= TASK DIRECTIONS =
Print out the entries below with no edits.

[Dataset rows]
*****

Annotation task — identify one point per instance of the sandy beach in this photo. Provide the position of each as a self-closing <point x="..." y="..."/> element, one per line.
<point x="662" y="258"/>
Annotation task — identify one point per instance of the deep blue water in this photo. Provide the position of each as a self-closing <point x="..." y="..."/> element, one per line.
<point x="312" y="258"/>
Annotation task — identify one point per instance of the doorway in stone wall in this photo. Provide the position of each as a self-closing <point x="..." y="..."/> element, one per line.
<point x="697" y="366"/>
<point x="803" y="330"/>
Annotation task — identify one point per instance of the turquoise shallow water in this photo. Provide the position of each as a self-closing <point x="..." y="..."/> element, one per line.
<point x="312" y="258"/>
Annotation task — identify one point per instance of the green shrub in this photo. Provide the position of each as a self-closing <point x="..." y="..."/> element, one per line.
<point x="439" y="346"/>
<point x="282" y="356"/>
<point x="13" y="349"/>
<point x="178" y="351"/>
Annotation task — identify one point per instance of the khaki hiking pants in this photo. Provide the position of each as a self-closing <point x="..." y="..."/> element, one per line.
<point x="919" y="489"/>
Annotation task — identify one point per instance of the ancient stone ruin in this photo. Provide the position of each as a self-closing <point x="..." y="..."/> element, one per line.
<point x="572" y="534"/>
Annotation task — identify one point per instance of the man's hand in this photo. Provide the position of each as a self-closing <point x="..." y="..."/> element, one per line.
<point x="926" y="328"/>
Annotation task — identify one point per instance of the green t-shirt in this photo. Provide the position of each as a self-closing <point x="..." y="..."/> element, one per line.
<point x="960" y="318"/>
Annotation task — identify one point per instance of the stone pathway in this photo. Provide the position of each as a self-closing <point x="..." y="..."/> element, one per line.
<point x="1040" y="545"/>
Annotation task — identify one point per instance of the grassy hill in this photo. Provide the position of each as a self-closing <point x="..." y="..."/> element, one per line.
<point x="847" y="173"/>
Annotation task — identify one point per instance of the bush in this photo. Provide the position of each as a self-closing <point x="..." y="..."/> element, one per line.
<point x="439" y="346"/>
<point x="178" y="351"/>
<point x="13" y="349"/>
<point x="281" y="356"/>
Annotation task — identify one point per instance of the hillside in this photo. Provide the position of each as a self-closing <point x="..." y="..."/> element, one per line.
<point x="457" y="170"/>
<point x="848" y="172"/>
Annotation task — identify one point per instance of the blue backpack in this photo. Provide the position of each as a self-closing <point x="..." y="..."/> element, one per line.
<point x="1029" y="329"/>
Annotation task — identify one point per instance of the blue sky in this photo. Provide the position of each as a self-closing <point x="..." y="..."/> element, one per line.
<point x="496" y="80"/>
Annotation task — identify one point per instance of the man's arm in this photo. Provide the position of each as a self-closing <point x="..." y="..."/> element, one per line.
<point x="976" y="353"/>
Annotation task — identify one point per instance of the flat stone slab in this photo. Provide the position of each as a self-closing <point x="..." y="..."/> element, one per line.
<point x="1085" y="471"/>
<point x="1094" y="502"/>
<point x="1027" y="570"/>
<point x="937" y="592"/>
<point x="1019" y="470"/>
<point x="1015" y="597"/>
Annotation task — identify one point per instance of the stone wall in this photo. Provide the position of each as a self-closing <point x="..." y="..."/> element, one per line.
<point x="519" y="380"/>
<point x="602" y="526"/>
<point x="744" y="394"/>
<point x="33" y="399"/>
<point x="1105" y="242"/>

*****

= THE COMPLETED TASK =
Annotation task — identify one point per instance of the sandy beach in this photo. Provide the position of each as a self-closing <point x="..." y="..."/> element, one per line.
<point x="662" y="258"/>
Annotation task — identify one point per instance of the deep blue water in this photo. Provide the position of each as a self-closing <point x="..." y="..."/> element, one per line.
<point x="312" y="258"/>
Annotation task — identify one point per instance of the doorway in stone wall in this photo. Provide the position of each as a self-closing <point x="..." y="..."/> element, one per line.
<point x="697" y="366"/>
<point x="803" y="330"/>
Annotation task — identify one point per instance of the turquoise shallow water in this photo. Provide the position of each as a self-closing <point x="..." y="..."/> element, one per line.
<point x="312" y="258"/>
Annotation task — identify one point per instance of the green shrub in this photo. Provide the position of each as a self-closing <point x="..." y="..."/> element, one per line.
<point x="439" y="346"/>
<point x="282" y="356"/>
<point x="13" y="349"/>
<point x="178" y="351"/>
Annotation task — identify one point per instance of the khaki hiking pants in this photo. Provide the position of each as a self-closing <point x="..." y="..."/> element, one per line.
<point x="919" y="489"/>
Annotation task — identify one point per instance of the ancient stone ruin in this photo. Provide the position of each as a self-closing <point x="..." y="..."/> element, one per line.
<point x="572" y="534"/>
Annotation task — identify one point per instance of the man's hand in this photo. Provide the position of each as a self-closing <point x="..." y="..."/> element, one per line.
<point x="926" y="328"/>
Annotation task — identify one point per instance of the green t-shirt in this photo. Provide the position of each as a self-closing <point x="..." y="..."/> element, one per line.
<point x="960" y="318"/>
Annotation task — identify one point per instance of the stone pathway in this photo. Provide the position of each as a self-closing <point x="..." y="..."/> element, one per line.
<point x="1040" y="545"/>
Annotation task — identify one point per instance of the grassy hill in this photo. Provide the position of each as a self-closing <point x="..." y="..."/> element, one per line.
<point x="847" y="173"/>
Annotation task — identify one point per instance of the bush in this photo. Provide the position of each as a self-closing <point x="..." y="..."/> element, one per line.
<point x="439" y="346"/>
<point x="178" y="351"/>
<point x="13" y="349"/>
<point x="281" y="356"/>
Annotation task — identify one point per instance of the hillside in this photo. Provide the position of each as a self-closing <point x="..." y="..."/> element, one per line.
<point x="457" y="170"/>
<point x="848" y="172"/>
Annotation task — identify one point per instance of the blue backpack in this photo. Provide the position of each as a self-closing <point x="..." y="..."/> element, one per line.
<point x="1029" y="329"/>
Annotation task — identify one point per instance of the blue sky in this photo. Provide the position of each as a self-closing <point x="..." y="..."/> element, one per line.
<point x="496" y="80"/>
Annotation task — identify one point per instance of the man's arm in this photo. Provide the position of each as a self-closing <point x="..." y="..."/> element, one per line.
<point x="976" y="353"/>
Annotation task — identify one point per instance of the flat stone slab in this photo. Provide the position of each as a self-closing <point x="..." y="..."/> element, one per line.
<point x="1085" y="471"/>
<point x="1094" y="502"/>
<point x="1027" y="570"/>
<point x="937" y="592"/>
<point x="1019" y="470"/>
<point x="1015" y="597"/>
Annotation task — identify one point per instance of the stone wall in this photo. Provide the position of each as a self-closing <point x="..." y="..."/> element, one per line.
<point x="519" y="380"/>
<point x="602" y="526"/>
<point x="744" y="394"/>
<point x="33" y="399"/>
<point x="1105" y="242"/>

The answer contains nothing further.